Short problem: Return the whole listing exactly as it stands.

Exercise materials:

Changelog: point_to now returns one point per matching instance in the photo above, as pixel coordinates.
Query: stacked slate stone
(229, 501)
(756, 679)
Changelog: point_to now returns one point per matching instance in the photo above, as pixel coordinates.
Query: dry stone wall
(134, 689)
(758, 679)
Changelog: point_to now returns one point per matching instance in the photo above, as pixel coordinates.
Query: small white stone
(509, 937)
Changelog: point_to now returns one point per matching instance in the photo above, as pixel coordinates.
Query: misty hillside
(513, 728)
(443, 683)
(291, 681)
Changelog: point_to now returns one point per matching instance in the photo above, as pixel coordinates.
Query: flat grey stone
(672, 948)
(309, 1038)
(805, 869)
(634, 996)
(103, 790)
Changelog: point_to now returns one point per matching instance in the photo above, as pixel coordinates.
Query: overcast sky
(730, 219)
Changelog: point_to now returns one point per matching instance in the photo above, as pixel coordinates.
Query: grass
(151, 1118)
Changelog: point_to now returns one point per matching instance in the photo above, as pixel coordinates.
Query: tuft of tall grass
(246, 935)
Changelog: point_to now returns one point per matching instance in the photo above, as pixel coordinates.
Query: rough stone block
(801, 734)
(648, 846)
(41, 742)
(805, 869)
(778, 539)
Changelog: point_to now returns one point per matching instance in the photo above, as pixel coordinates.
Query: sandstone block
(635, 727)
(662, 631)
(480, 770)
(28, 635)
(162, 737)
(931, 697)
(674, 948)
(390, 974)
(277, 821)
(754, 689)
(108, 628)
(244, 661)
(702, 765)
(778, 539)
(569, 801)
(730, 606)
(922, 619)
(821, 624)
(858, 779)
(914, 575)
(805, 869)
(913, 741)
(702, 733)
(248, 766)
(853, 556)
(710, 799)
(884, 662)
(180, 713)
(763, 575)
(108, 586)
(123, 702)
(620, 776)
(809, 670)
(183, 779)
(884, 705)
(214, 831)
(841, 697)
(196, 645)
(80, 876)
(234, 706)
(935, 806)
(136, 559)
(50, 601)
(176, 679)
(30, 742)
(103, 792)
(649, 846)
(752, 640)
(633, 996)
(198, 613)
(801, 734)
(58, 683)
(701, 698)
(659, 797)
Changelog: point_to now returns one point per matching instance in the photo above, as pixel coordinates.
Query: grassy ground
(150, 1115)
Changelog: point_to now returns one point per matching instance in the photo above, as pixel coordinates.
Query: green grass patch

Exercise result:
Changelog: point_to now returns one point per matching instance in the photo above, as pixel coordinates.
Query: stacked slate stone
(229, 501)
(756, 679)
Changelog: point_to now returns one point per matching instance in the photo above, as pixel coordinates.
Query: dry stone wall
(134, 689)
(758, 679)
Changelog: point_to now returns one point per matching instance in the photo above, as pixel coordinates.
Query: small white stone
(509, 937)
Changelog: point_to now returns one point per matching instance in the photo above, as pixel coordinates.
Query: misty hillside
(513, 728)
(443, 683)
(291, 681)
Changelog: point_to now returns one point per matching instance in the photo above, as pixel coordinates.
Query: flat grey stone
(672, 948)
(309, 1038)
(805, 869)
(634, 996)
(103, 790)
Changelog: point_to now returns one point per matching instance in the photo above, as pixel coordinates.
Query: overcast sky
(730, 219)
Changelog: point_to now returns one point per matching instance in the photo above, as pixel coordinates.
Query: grass
(151, 1118)
Changelog: point_to now returns one point per matching instance in the photo above, as pixel coordinates.
Query: tuft of tall grass
(246, 935)
Changelog: point_to now returns one point per matching instance in the photo above, as pixel coordinates.
Query: rough stone block
(801, 734)
(648, 846)
(41, 742)
(805, 869)
(778, 539)
Changelog: point_to now returns one point per matching instance in the photo above, as pixel coordinates.
Query: sandstone block
(635, 727)
(662, 631)
(480, 770)
(28, 635)
(162, 737)
(931, 697)
(674, 948)
(390, 974)
(277, 821)
(754, 689)
(108, 628)
(244, 661)
(702, 765)
(778, 539)
(569, 801)
(730, 606)
(922, 619)
(821, 624)
(858, 779)
(914, 575)
(805, 869)
(913, 741)
(702, 733)
(248, 766)
(853, 556)
(710, 799)
(884, 662)
(180, 713)
(763, 575)
(108, 586)
(123, 702)
(620, 776)
(809, 670)
(183, 779)
(884, 705)
(214, 831)
(841, 697)
(196, 645)
(80, 876)
(234, 706)
(935, 806)
(136, 559)
(50, 601)
(176, 679)
(30, 742)
(103, 792)
(649, 846)
(752, 640)
(633, 996)
(198, 613)
(801, 734)
(58, 683)
(701, 698)
(659, 797)
Changelog: point_to now returns one point per matching instance in the photo above, as pixel coordinates.
Query: grassy ground
(150, 1115)
Changelog: point_to now returns one point per matching instance in the photo above, as pixel coordinates.
Query: green grass patch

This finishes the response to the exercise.